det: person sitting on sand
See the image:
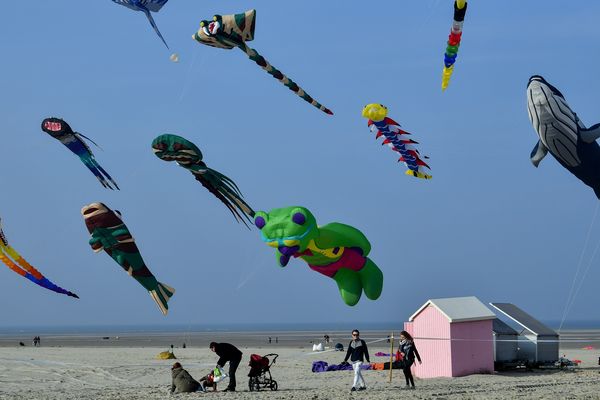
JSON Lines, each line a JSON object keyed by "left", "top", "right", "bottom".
{"left": 170, "top": 362, "right": 201, "bottom": 394}
{"left": 199, "top": 371, "right": 217, "bottom": 392}
{"left": 343, "top": 329, "right": 370, "bottom": 392}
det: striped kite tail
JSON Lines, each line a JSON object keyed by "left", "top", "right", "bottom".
{"left": 441, "top": 0, "right": 467, "bottom": 91}
{"left": 149, "top": 282, "right": 175, "bottom": 316}
{"left": 4, "top": 245, "right": 44, "bottom": 280}
{"left": 239, "top": 44, "right": 333, "bottom": 115}
{"left": 0, "top": 246, "right": 28, "bottom": 277}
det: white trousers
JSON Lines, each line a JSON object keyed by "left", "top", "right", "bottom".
{"left": 352, "top": 361, "right": 365, "bottom": 388}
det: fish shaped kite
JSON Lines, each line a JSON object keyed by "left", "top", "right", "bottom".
{"left": 112, "top": 0, "right": 170, "bottom": 49}
{"left": 254, "top": 206, "right": 383, "bottom": 306}
{"left": 0, "top": 217, "right": 78, "bottom": 298}
{"left": 82, "top": 202, "right": 174, "bottom": 315}
{"left": 41, "top": 118, "right": 119, "bottom": 190}
{"left": 441, "top": 0, "right": 467, "bottom": 90}
{"left": 527, "top": 75, "right": 600, "bottom": 198}
{"left": 362, "top": 104, "right": 431, "bottom": 179}
{"left": 152, "top": 134, "right": 255, "bottom": 226}
{"left": 192, "top": 9, "right": 333, "bottom": 115}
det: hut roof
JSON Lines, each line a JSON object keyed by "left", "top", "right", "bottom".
{"left": 492, "top": 318, "right": 519, "bottom": 335}
{"left": 409, "top": 296, "right": 496, "bottom": 323}
{"left": 490, "top": 303, "right": 557, "bottom": 337}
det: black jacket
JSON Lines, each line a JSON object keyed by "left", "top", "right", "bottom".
{"left": 399, "top": 340, "right": 421, "bottom": 363}
{"left": 344, "top": 339, "right": 370, "bottom": 363}
{"left": 170, "top": 367, "right": 200, "bottom": 393}
{"left": 214, "top": 343, "right": 243, "bottom": 367}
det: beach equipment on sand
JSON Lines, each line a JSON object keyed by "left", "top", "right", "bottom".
{"left": 335, "top": 343, "right": 344, "bottom": 351}
{"left": 248, "top": 353, "right": 278, "bottom": 391}
{"left": 157, "top": 350, "right": 177, "bottom": 360}
{"left": 312, "top": 343, "right": 324, "bottom": 352}
{"left": 82, "top": 202, "right": 175, "bottom": 315}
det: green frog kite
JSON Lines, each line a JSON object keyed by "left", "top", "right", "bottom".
{"left": 254, "top": 207, "right": 383, "bottom": 306}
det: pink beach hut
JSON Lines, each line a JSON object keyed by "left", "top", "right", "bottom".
{"left": 403, "top": 296, "right": 496, "bottom": 378}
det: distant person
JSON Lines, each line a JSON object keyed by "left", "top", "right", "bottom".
{"left": 170, "top": 362, "right": 201, "bottom": 394}
{"left": 324, "top": 334, "right": 330, "bottom": 344}
{"left": 343, "top": 329, "right": 370, "bottom": 392}
{"left": 268, "top": 337, "right": 272, "bottom": 344}
{"left": 199, "top": 371, "right": 217, "bottom": 392}
{"left": 275, "top": 337, "right": 278, "bottom": 344}
{"left": 37, "top": 336, "right": 41, "bottom": 347}
{"left": 32, "top": 337, "right": 36, "bottom": 347}
{"left": 399, "top": 331, "right": 421, "bottom": 389}
{"left": 209, "top": 342, "right": 243, "bottom": 392}
{"left": 182, "top": 343, "right": 186, "bottom": 349}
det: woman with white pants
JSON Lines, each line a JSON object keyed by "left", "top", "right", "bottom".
{"left": 343, "top": 329, "right": 370, "bottom": 392}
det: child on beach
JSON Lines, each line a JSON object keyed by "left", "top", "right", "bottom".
{"left": 343, "top": 329, "right": 370, "bottom": 392}
{"left": 199, "top": 371, "right": 217, "bottom": 392}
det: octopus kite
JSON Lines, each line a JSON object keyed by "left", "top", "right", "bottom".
{"left": 362, "top": 104, "right": 431, "bottom": 179}
{"left": 441, "top": 0, "right": 467, "bottom": 90}
{"left": 152, "top": 134, "right": 255, "bottom": 225}
{"left": 254, "top": 206, "right": 383, "bottom": 306}
{"left": 192, "top": 9, "right": 333, "bottom": 115}
{"left": 82, "top": 203, "right": 174, "bottom": 315}
{"left": 112, "top": 0, "right": 171, "bottom": 49}
{"left": 0, "top": 218, "right": 78, "bottom": 298}
{"left": 41, "top": 118, "right": 119, "bottom": 190}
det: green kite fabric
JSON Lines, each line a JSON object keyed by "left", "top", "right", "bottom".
{"left": 151, "top": 134, "right": 255, "bottom": 226}
{"left": 82, "top": 202, "right": 174, "bottom": 315}
{"left": 254, "top": 206, "right": 383, "bottom": 306}
{"left": 192, "top": 9, "right": 333, "bottom": 115}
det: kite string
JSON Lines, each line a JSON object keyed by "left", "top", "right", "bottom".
{"left": 177, "top": 48, "right": 203, "bottom": 104}
{"left": 558, "top": 202, "right": 600, "bottom": 332}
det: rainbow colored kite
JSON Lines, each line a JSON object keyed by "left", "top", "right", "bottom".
{"left": 441, "top": 0, "right": 467, "bottom": 90}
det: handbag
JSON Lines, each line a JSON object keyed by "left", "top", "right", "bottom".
{"left": 212, "top": 366, "right": 229, "bottom": 383}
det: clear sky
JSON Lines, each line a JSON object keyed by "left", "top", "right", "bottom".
{"left": 0, "top": 0, "right": 599, "bottom": 329}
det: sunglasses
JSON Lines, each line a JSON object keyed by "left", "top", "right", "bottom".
{"left": 352, "top": 333, "right": 359, "bottom": 336}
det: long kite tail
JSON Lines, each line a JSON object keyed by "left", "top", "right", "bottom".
{"left": 0, "top": 245, "right": 79, "bottom": 298}
{"left": 142, "top": 8, "right": 169, "bottom": 49}
{"left": 441, "top": 0, "right": 467, "bottom": 91}
{"left": 239, "top": 43, "right": 333, "bottom": 115}
{"left": 81, "top": 157, "right": 120, "bottom": 190}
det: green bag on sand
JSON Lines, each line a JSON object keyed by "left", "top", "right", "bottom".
{"left": 213, "top": 367, "right": 228, "bottom": 383}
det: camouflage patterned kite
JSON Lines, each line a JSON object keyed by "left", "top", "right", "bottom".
{"left": 41, "top": 118, "right": 119, "bottom": 190}
{"left": 0, "top": 217, "right": 78, "bottom": 298}
{"left": 152, "top": 134, "right": 255, "bottom": 226}
{"left": 82, "top": 203, "right": 174, "bottom": 315}
{"left": 192, "top": 9, "right": 333, "bottom": 115}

○ ○ ○

- **Required action**:
Take the lines above from the one containing "det: rainbow colored kite" down to the one containing "det: sunglasses", and transcribe them exactly, both ends included.

- **Answer to the exercise**:
det: rainbow colored kite
JSON Lines, each line a JSON object keyed by "left", "top", "right", "bottom".
{"left": 441, "top": 0, "right": 467, "bottom": 90}
det: handbag
JSON Lines, each line a JSON object keyed by "left", "top", "right", "bottom".
{"left": 212, "top": 366, "right": 229, "bottom": 383}
det: clear sky
JSON Lines, each line a JSON object keyed by "left", "top", "right", "bottom".
{"left": 0, "top": 0, "right": 599, "bottom": 329}
det: sunglasses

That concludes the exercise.